* WORK INSTRUCTIONS
With the pictures left out, reproduce exactly the lines running from the line with "Place a marker on the cross" to the last line of the material below.

* INPUT
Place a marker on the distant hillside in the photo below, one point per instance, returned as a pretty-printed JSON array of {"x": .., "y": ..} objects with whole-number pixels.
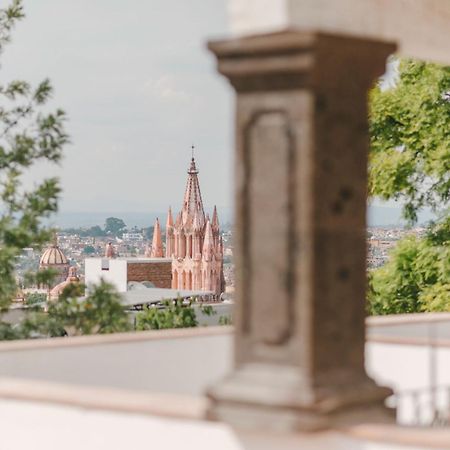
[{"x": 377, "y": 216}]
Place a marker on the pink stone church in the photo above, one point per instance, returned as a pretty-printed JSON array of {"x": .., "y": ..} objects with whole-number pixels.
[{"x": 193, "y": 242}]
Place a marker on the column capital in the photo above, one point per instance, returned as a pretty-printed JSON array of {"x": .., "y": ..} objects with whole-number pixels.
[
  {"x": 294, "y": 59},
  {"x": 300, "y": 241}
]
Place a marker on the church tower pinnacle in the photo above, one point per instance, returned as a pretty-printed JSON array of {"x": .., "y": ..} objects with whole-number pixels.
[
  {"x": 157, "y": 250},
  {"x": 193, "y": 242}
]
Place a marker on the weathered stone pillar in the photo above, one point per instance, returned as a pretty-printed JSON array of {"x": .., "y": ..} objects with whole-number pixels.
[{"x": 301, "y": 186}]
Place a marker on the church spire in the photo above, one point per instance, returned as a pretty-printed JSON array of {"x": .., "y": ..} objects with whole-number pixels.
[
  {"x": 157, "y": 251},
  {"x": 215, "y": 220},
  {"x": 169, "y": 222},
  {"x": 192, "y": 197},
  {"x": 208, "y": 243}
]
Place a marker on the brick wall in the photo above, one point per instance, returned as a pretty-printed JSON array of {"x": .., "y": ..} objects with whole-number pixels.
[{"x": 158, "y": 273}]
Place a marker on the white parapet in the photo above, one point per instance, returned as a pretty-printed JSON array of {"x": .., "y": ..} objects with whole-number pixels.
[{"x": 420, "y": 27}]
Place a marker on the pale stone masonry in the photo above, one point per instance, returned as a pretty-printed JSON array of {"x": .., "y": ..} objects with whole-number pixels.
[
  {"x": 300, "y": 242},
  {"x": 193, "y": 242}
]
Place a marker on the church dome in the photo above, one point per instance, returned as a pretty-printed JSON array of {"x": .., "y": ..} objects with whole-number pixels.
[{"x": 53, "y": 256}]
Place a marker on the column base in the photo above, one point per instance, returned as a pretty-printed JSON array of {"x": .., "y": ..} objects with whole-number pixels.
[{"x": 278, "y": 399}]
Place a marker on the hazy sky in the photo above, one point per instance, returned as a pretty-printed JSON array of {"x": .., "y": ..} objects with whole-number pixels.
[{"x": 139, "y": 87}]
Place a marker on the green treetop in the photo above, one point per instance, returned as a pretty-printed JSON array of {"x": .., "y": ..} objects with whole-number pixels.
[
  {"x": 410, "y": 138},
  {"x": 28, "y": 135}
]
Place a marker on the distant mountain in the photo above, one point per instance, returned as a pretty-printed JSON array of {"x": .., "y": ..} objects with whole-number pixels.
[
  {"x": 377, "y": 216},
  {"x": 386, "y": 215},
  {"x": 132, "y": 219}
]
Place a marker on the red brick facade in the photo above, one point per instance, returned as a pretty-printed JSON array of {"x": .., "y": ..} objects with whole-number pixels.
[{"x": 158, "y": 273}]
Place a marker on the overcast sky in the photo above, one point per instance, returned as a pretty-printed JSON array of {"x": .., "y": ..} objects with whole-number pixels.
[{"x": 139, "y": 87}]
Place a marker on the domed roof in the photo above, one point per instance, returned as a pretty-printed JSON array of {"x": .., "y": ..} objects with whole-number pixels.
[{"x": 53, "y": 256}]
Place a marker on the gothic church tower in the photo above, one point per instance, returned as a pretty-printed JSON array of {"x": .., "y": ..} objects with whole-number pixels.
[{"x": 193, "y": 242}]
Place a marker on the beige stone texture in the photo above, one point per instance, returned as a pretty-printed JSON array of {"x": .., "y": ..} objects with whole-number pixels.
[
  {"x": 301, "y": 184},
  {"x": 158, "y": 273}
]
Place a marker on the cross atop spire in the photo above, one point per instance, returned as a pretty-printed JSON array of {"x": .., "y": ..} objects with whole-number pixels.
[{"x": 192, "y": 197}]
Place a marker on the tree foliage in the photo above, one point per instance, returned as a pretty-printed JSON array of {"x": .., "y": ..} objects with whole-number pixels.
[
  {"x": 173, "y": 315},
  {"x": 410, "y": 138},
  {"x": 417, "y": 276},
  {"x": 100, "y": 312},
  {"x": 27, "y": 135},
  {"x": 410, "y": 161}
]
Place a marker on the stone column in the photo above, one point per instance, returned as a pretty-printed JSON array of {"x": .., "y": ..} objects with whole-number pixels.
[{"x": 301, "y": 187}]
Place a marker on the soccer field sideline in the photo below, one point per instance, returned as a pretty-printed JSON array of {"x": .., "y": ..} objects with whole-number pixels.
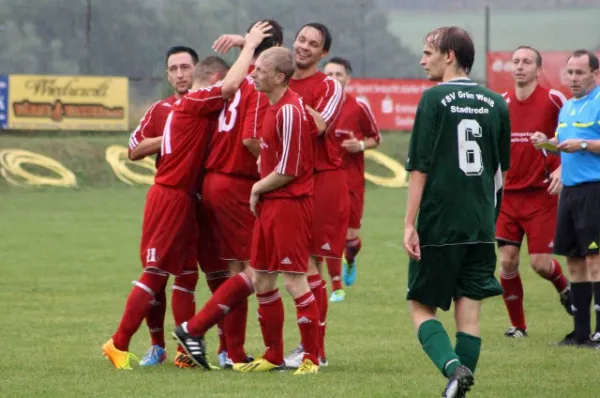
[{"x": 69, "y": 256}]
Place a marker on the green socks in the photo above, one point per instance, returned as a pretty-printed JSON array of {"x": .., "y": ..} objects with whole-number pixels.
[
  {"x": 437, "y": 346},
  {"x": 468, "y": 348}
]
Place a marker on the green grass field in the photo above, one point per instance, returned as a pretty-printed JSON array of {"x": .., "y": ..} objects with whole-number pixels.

* COMPLETE ANSWER
Place a marker on the cross atop spire in the photo above, one point per instance, returned as a pretty-printed JSON array of {"x": .., "y": ..} objects with whole-number pixels.
[{"x": 192, "y": 197}]
Place a marker on the tree foliage in the photo above, one point per instance, returned as a pretty-printed JSON array of {"x": .., "y": ..} objects with whole-number pixels.
[
  {"x": 173, "y": 315},
  {"x": 410, "y": 138},
  {"x": 417, "y": 276},
  {"x": 100, "y": 312},
  {"x": 27, "y": 135},
  {"x": 410, "y": 161}
]
Place a marker on the stone column in the photo above, one point per instance, returned as a pretty-printed JSON array of {"x": .., "y": ..} objects with whole-number pixels.
[{"x": 301, "y": 187}]
Place a marker on the soccer field sideline in the photo below, one point per instance, returned as a pretty-printed JSON array of {"x": .., "y": ..} objects with whole-number pixels.
[{"x": 69, "y": 256}]
Place a marker on the green socks in the photo above, one point per instance, returned as a pretty-printed JSON array of {"x": .., "y": ..} objects with whole-number pixels.
[
  {"x": 437, "y": 346},
  {"x": 468, "y": 348}
]
Place a marker on the green grass field in the photo above, one point per instance, returned as a pretty-printed JSON array of {"x": .., "y": ..} objects with whole-number pixels.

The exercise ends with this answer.